■ **What is being asked**: Each line of the data below holding the word "hiking" must be copied.

####

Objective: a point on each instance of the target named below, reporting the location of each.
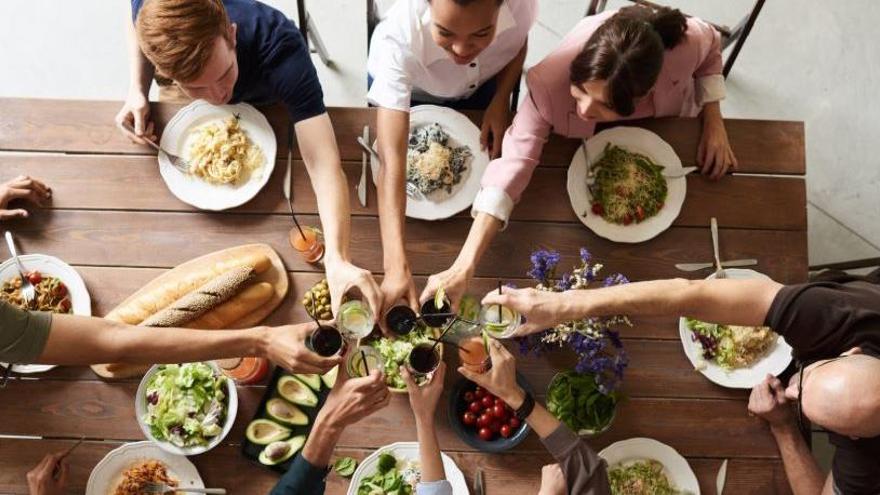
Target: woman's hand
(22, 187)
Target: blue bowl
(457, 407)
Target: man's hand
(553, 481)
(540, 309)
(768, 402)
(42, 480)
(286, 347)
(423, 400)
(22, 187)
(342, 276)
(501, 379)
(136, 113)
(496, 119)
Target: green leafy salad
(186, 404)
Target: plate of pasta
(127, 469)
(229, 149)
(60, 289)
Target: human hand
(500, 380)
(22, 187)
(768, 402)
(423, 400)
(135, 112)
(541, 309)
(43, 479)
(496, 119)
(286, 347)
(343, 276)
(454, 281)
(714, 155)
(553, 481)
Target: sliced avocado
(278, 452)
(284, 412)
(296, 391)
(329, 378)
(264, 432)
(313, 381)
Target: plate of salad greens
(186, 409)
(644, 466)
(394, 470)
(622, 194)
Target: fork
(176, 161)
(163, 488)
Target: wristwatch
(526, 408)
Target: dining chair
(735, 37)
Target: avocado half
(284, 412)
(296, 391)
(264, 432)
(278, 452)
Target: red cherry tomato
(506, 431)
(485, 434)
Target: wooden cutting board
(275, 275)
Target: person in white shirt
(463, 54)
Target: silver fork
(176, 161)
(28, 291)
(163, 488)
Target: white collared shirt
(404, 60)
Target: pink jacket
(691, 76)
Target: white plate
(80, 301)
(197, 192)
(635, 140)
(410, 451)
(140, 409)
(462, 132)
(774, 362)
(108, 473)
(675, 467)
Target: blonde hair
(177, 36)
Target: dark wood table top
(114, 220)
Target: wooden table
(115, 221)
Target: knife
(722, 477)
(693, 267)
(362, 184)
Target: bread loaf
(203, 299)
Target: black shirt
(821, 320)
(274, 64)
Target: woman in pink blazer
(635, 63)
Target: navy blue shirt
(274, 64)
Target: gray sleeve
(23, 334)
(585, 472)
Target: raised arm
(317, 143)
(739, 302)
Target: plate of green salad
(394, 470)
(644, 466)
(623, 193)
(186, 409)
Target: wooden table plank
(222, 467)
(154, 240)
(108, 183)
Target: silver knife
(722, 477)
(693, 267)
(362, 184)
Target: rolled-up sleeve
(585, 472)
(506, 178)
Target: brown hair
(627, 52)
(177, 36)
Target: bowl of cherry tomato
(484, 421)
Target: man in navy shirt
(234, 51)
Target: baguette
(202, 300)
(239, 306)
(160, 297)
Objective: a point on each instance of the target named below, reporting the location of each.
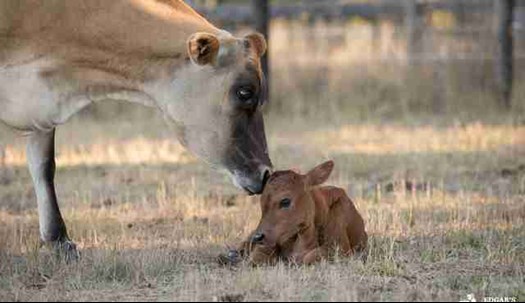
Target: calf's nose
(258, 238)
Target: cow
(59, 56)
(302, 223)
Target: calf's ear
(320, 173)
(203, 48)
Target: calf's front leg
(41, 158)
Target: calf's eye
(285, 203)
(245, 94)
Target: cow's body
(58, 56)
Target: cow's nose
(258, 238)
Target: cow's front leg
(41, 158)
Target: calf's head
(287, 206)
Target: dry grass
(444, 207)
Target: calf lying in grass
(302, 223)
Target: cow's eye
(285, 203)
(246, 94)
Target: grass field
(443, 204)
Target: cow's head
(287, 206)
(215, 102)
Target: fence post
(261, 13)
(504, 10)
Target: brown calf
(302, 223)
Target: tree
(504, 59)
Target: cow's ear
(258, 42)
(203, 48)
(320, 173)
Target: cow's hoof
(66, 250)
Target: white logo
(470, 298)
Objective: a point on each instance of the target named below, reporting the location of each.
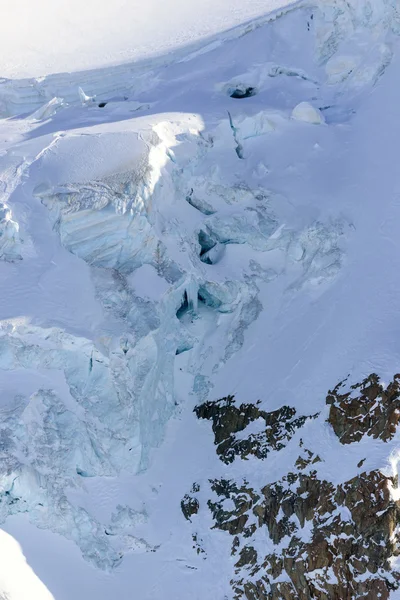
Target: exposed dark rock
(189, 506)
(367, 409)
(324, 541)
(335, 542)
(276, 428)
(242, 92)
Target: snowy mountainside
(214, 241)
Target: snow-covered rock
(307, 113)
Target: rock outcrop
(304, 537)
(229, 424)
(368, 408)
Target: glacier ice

####

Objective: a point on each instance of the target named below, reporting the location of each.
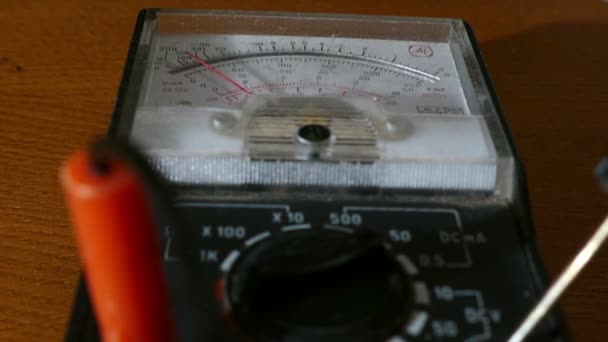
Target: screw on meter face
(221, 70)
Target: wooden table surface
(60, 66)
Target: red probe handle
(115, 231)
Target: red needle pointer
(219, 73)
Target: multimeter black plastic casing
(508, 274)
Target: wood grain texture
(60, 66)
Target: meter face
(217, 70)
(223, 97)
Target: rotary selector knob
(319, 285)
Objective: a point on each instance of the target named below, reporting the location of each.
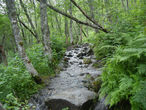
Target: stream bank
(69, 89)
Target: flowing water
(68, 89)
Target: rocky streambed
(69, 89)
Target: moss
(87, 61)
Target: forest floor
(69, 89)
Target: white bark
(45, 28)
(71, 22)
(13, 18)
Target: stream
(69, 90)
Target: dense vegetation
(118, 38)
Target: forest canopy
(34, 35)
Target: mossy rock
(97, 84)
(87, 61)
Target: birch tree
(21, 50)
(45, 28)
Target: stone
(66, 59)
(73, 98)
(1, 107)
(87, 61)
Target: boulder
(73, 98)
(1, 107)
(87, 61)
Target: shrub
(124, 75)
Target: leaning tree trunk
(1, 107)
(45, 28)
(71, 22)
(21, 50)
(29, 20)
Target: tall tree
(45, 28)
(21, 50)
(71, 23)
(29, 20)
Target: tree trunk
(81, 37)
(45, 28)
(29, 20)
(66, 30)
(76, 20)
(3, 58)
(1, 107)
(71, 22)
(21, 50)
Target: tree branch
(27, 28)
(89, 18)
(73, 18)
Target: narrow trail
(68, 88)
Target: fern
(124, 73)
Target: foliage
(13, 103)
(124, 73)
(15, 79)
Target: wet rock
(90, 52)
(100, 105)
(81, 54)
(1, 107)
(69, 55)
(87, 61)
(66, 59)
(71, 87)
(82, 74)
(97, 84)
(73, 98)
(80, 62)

####

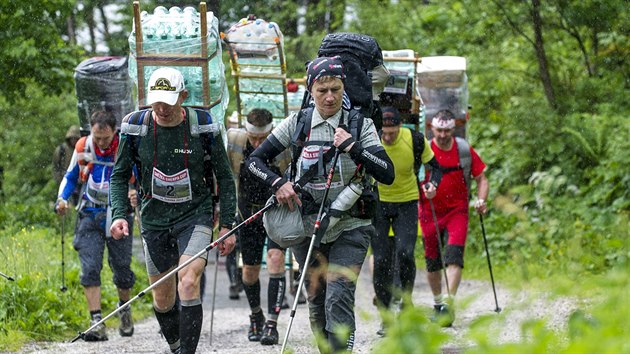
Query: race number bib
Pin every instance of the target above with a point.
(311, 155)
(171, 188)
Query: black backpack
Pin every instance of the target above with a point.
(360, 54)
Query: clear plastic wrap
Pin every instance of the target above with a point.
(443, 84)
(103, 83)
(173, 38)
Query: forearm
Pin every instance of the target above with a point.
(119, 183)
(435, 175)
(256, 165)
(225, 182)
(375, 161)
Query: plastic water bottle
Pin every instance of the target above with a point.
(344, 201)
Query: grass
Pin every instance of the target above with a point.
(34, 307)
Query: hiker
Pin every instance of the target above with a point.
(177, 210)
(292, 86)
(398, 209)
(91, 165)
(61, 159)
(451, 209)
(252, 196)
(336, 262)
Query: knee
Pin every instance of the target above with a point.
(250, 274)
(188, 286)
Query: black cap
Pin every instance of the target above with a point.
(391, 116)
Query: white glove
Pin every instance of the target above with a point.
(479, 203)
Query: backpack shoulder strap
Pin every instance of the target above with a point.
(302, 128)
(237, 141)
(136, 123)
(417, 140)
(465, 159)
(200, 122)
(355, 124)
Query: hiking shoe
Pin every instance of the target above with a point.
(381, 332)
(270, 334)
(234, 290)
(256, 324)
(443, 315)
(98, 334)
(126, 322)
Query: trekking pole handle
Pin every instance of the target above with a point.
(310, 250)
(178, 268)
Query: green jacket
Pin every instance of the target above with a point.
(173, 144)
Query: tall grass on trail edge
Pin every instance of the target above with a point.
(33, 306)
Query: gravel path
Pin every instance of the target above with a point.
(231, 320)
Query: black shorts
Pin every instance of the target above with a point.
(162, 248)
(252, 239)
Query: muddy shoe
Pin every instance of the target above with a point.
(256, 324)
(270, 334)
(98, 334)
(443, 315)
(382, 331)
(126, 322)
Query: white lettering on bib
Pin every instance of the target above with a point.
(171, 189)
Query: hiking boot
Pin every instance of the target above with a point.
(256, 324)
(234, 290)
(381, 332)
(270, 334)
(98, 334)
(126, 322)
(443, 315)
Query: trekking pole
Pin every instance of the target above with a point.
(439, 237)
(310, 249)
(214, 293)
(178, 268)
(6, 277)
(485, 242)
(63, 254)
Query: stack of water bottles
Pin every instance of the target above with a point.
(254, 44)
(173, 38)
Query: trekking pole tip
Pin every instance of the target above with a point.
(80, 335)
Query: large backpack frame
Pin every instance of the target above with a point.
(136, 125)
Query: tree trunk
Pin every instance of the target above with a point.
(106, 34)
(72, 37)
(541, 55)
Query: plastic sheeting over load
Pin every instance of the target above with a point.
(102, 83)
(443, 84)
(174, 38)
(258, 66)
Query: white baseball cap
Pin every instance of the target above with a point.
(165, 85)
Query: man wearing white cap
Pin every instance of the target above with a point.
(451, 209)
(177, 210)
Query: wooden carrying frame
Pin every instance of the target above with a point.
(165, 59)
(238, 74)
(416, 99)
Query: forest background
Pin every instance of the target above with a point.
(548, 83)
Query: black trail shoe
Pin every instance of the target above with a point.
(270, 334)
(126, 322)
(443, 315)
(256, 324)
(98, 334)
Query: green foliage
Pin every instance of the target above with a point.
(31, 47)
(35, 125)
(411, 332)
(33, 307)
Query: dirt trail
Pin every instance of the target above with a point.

####

■ **Exercise result**:
Query: hiking shoe
Query: hiking boot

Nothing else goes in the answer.